Image object location entries:
----

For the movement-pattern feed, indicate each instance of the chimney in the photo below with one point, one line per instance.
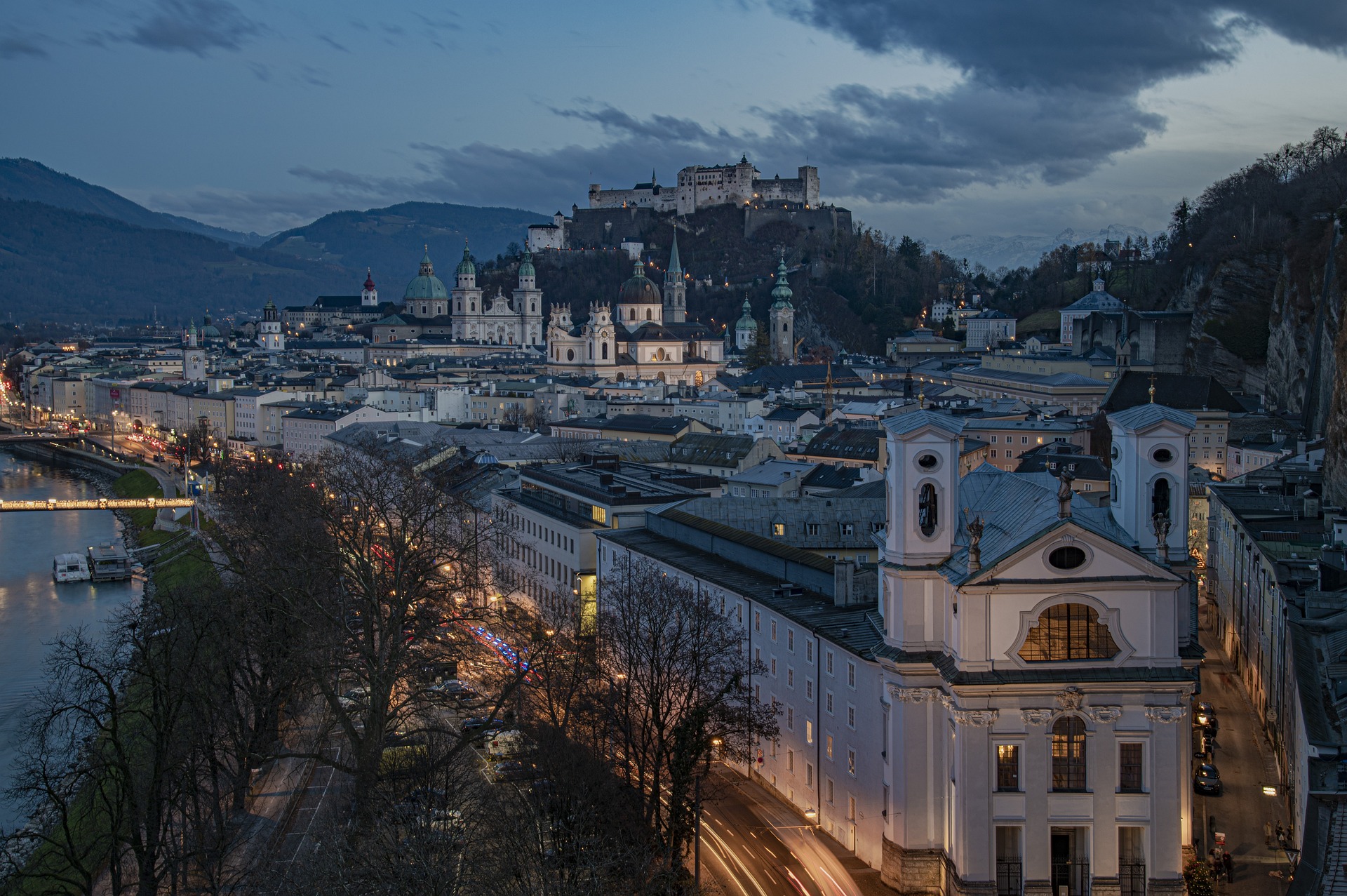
(843, 584)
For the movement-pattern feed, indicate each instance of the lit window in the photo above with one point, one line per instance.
(1068, 632)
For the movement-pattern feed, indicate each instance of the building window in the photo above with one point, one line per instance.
(1068, 754)
(1068, 632)
(1129, 767)
(1008, 767)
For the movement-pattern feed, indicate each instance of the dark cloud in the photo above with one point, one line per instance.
(194, 26)
(15, 45)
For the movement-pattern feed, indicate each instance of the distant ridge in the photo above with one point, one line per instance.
(32, 181)
(389, 240)
(1026, 251)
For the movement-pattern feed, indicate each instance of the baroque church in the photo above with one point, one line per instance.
(645, 336)
(464, 313)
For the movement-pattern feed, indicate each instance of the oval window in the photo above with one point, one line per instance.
(1067, 557)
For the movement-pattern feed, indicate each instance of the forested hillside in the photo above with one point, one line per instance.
(69, 267)
(35, 182)
(389, 240)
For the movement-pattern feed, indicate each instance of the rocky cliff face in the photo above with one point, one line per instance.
(1254, 328)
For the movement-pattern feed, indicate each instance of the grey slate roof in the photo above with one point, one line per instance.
(1016, 508)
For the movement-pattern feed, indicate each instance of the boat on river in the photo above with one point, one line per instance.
(69, 568)
(109, 562)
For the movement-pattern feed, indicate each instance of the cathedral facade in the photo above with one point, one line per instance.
(644, 336)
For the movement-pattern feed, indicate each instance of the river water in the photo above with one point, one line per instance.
(33, 608)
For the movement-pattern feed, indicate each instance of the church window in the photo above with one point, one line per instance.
(1160, 499)
(927, 509)
(1068, 754)
(1067, 557)
(1068, 632)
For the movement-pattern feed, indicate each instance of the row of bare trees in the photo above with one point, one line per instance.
(342, 591)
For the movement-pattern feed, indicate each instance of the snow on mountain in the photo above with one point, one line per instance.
(1026, 251)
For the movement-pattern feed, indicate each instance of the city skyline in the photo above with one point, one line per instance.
(967, 120)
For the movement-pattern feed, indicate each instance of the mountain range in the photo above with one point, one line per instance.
(77, 253)
(1026, 251)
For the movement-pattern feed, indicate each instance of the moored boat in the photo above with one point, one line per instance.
(69, 568)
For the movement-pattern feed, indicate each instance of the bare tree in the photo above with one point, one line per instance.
(678, 673)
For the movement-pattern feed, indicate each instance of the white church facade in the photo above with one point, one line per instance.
(1010, 716)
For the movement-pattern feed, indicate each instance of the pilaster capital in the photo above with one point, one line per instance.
(1165, 713)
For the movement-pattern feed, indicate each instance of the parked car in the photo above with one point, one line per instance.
(1207, 780)
(512, 771)
(483, 727)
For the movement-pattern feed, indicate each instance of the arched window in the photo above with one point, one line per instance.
(927, 509)
(1160, 499)
(1068, 754)
(1068, 632)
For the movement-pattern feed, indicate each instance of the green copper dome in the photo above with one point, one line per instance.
(782, 291)
(426, 285)
(467, 265)
(640, 290)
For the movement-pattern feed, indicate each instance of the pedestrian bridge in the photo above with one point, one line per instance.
(99, 504)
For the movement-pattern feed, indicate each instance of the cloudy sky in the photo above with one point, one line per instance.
(926, 118)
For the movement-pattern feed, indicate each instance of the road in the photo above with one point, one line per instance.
(756, 846)
(1245, 764)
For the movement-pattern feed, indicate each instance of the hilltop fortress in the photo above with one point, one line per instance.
(701, 187)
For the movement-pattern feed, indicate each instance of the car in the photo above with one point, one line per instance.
(483, 727)
(512, 771)
(1206, 779)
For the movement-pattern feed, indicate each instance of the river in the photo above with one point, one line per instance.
(33, 608)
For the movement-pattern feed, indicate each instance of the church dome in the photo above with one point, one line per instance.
(640, 290)
(426, 285)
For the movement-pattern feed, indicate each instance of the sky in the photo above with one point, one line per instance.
(928, 119)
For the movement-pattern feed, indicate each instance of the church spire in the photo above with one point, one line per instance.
(675, 271)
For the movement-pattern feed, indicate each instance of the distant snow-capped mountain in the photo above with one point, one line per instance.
(1026, 251)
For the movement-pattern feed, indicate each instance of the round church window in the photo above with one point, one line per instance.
(1067, 557)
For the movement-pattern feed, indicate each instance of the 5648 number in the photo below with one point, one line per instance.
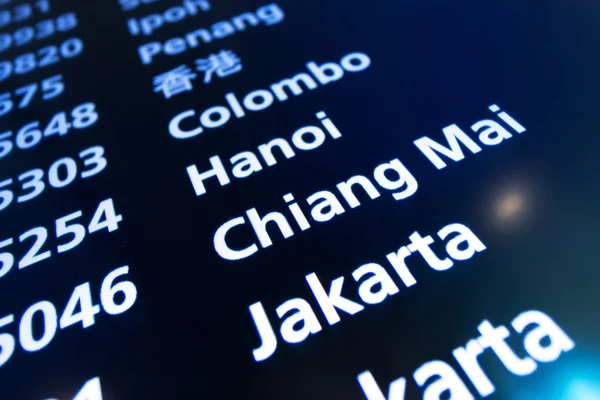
(60, 174)
(30, 135)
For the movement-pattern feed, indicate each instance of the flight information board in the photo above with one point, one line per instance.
(213, 199)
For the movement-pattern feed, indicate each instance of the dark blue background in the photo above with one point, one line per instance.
(434, 63)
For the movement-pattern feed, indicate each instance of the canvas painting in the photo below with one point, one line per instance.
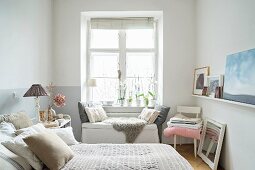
(239, 82)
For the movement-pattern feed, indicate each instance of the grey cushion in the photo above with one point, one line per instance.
(163, 114)
(82, 112)
(161, 118)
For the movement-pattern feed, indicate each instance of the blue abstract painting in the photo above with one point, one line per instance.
(239, 82)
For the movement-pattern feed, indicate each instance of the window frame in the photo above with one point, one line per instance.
(122, 50)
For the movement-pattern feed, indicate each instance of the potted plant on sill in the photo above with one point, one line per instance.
(153, 100)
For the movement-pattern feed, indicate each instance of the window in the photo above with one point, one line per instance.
(122, 58)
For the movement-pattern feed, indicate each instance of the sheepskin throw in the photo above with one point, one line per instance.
(130, 126)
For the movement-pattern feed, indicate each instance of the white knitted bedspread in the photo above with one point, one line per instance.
(126, 157)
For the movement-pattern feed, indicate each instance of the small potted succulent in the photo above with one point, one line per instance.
(152, 100)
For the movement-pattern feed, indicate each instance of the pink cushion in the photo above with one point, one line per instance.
(185, 132)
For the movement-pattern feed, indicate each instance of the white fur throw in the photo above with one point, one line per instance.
(130, 126)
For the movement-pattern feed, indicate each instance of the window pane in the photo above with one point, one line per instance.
(140, 64)
(140, 86)
(140, 38)
(105, 90)
(104, 38)
(104, 64)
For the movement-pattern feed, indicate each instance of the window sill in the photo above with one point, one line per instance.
(119, 109)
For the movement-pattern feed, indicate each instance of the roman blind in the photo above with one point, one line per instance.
(122, 23)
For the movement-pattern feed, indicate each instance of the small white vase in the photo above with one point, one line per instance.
(138, 102)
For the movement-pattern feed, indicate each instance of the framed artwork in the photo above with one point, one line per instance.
(213, 82)
(199, 78)
(239, 82)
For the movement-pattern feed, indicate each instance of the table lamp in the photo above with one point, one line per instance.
(36, 90)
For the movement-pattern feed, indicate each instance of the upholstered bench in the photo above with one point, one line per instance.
(100, 132)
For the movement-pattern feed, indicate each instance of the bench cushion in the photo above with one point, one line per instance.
(102, 125)
(185, 132)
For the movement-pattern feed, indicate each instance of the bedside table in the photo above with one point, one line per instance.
(59, 123)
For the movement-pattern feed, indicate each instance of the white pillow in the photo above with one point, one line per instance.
(6, 131)
(19, 147)
(95, 114)
(149, 115)
(39, 127)
(7, 128)
(66, 134)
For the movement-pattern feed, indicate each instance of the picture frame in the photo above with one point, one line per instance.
(239, 77)
(199, 78)
(213, 82)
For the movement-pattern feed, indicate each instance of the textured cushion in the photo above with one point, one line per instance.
(66, 134)
(162, 115)
(50, 149)
(19, 147)
(149, 115)
(19, 120)
(82, 112)
(8, 157)
(7, 128)
(39, 127)
(6, 131)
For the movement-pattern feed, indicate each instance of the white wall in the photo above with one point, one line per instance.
(25, 43)
(25, 52)
(225, 27)
(178, 43)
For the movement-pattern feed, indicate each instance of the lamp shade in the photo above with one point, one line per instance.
(92, 83)
(35, 90)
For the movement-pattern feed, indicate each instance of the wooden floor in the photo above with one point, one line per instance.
(197, 163)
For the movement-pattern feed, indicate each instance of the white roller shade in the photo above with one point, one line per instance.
(122, 23)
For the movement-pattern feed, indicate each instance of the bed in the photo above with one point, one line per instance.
(116, 157)
(126, 157)
(102, 156)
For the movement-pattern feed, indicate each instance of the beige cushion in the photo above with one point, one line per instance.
(19, 147)
(50, 149)
(95, 114)
(39, 127)
(149, 115)
(19, 120)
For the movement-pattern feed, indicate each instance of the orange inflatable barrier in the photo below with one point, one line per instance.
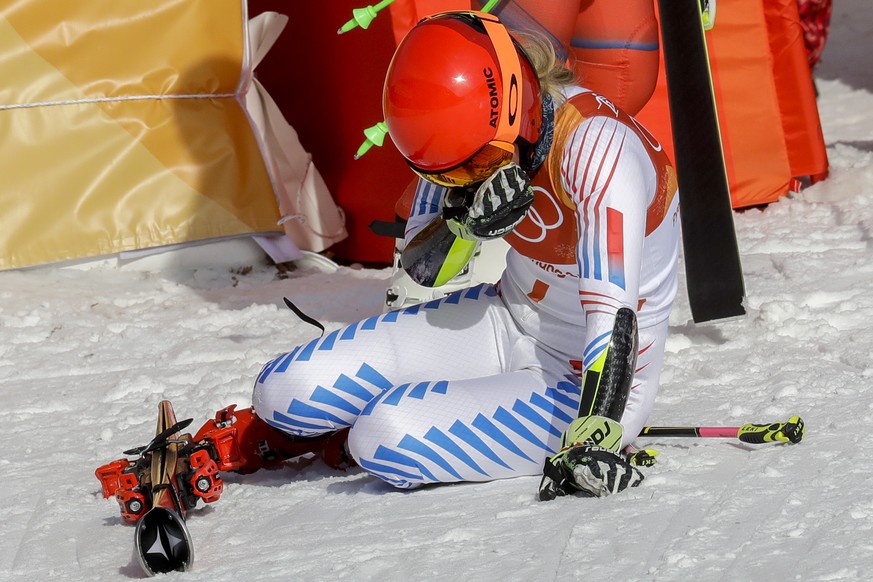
(769, 118)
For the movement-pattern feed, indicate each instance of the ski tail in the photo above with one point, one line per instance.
(163, 543)
(712, 261)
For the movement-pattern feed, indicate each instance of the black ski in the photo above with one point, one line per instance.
(712, 260)
(162, 540)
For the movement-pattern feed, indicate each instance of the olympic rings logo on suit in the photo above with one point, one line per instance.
(537, 221)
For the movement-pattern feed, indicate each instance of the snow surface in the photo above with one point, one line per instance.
(86, 354)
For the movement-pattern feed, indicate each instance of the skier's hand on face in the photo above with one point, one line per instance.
(489, 209)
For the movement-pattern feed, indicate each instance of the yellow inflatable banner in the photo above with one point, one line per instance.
(123, 126)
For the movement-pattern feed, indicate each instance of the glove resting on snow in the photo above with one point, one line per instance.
(492, 208)
(584, 467)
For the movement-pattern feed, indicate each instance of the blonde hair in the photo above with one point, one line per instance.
(551, 73)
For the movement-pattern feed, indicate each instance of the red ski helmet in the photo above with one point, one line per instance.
(459, 95)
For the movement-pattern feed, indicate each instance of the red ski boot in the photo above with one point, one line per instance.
(240, 441)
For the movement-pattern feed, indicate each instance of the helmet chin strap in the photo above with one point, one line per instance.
(540, 149)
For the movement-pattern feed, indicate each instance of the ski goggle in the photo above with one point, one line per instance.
(499, 151)
(476, 169)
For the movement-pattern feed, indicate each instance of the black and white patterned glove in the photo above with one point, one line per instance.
(599, 472)
(494, 208)
(589, 471)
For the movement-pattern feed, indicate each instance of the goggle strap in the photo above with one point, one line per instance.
(510, 71)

----

TASK DETAILS. Exactly and only the lines from the one containing "the snow surface" through the end of the material are to be reproduced, both ends included.

ANSWER FOR THIS EXERCISE.
For the movement-pattern feed, indicate each instance of the snow surface in the photo above with one point, one line per instance.
(86, 354)
For the movement-pattern feed, indicate each instance of the skier's hand on face in the photo above with one point, one line per instance.
(489, 209)
For the movement-pattern feed, indicate each instance of the yellow inflatable banner in the photo above with one point, one line per instance.
(123, 126)
For the movement-pattern feed, indicate each instance of the glove resting on snow in the photo above with one point, one line per instance.
(492, 208)
(584, 467)
For the movement-pattern feed, indicate each instance of the blonde hair in the photo above with one point, one line per instance.
(551, 73)
For the movement-pattern feed, indicate each instance of the red ski helmet in the photo above with one point, one line per instance.
(459, 95)
For the movement-pattern feed, indicate each instance of the red ski boot in the photo above with one point, one line per instance.
(240, 441)
For the movement-pattern feed, indicate each instance of the helmet chin strap in the photo above with one point, one line per instance.
(540, 149)
For the movement-pattern feed, indicate each instance of the ski goggle in the photo above with one point, one line per instance.
(499, 151)
(476, 169)
For the movement-pattern feed, indicate each instance of the black and white patterned glove in the photo above with one point, one line per instance.
(599, 472)
(494, 208)
(589, 471)
For the movement-pattern feed, indicate each instance of the goggle strap in the photo above with one point, one line per instance.
(510, 71)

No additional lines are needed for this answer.